Try it: Each entry must be output once more without any change.

[Extracted data entries]
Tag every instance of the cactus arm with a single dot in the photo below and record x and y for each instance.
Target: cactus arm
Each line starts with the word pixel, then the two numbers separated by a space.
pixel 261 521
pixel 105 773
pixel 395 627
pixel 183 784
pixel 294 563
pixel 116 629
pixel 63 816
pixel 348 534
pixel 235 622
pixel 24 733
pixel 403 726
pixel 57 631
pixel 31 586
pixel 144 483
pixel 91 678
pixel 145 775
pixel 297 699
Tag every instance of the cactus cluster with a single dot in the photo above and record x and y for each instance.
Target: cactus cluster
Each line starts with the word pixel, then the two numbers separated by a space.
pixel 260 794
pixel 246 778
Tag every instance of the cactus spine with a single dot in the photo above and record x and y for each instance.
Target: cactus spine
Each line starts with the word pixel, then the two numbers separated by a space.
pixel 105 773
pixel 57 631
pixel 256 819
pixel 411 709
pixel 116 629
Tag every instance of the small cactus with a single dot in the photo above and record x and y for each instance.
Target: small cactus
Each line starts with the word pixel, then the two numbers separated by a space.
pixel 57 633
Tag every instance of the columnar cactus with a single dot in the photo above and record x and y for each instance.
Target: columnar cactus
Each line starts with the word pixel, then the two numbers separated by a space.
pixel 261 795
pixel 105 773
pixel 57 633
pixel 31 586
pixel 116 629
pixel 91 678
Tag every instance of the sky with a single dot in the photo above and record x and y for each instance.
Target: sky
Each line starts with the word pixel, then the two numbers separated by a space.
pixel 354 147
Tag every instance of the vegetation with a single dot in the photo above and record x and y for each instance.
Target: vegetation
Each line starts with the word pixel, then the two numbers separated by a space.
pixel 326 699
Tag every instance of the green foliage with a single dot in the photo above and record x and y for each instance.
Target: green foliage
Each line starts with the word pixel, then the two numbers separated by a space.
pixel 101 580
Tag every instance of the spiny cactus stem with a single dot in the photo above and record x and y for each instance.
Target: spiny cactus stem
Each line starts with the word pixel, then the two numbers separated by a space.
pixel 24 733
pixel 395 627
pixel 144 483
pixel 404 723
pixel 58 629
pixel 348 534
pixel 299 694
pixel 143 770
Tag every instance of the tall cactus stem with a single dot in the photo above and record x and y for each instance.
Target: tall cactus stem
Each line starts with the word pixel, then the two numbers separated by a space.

Solution for this problem:
Tag every instance of the cactus arm with a single dot in the photo below and record x and y for each instance.
Target: cactus arm
Each line starts with the word pixel, then the two numbers separated by a space.
pixel 261 521
pixel 105 773
pixel 395 627
pixel 183 784
pixel 294 563
pixel 116 629
pixel 63 816
pixel 348 534
pixel 235 622
pixel 24 733
pixel 403 726
pixel 57 631
pixel 31 586
pixel 144 483
pixel 91 678
pixel 145 775
pixel 297 699
Tag every instance of the cactus cluster with a single dot in the photo above and record x and y for each instance.
Target: cactus cluster
Each line starts with the word pixel, then the two numbers separated by a space.
pixel 260 794
pixel 246 778
Tag every instance of the cactus spine with a single dot in the photo above and record x and y for each instance.
Target: cactus spine
Each line starts with the word pixel, then the two numbers separated by a space.
pixel 105 773
pixel 57 631
pixel 256 819
pixel 411 709
pixel 116 629
Tag every instance of the small cactus with a single dot in the photo above and record x and y for each instance.
Target: small cactus
Each line starts with the word pixel, then the two numbers separated by a space.
pixel 57 633
Tag every instance of the columnar cactus with a single dot in the photo above and record x and y for each instance.
Target: columnar cactus
Each line starts with the word pixel, then the two numbers separated by a space.
pixel 261 795
pixel 105 773
pixel 57 633
pixel 31 586
pixel 116 629
pixel 91 678
Tag every instance of the sky with a single dot in the photo above and record x and y for each instance.
Target: sky
Each line starts with the word pixel, then the two numbers separated by a space.
pixel 354 147
Tag every instance of the vegetation with a single dot in the photo above and record x and y for each instance.
Target: vegetation
Each line starts with the word pixel, then the two numbers separated by a space.
pixel 326 699
Tag every instance of the green foliage with a single dot in the photo above and record x and y for each instance.
Target: green foliage
Each line starts with the word pixel, then the two numbers separated by a space.
pixel 101 580
Tag every instance of the spiny cactus stem with a single dot in the photo above and record x and y for each instance.
Target: spiny cactus stem
Each line starts with the word pixel, then the two numbers separated by a space.
pixel 24 733
pixel 395 627
pixel 144 483
pixel 404 723
pixel 58 629
pixel 348 534
pixel 299 694
pixel 143 770
Tag every instance of the tall cactus stem with a single dot in the photo above and record x and y for each instance.
Target: tall cactus stem
Each line starts with the word pixel, then the two numbers separated by a space.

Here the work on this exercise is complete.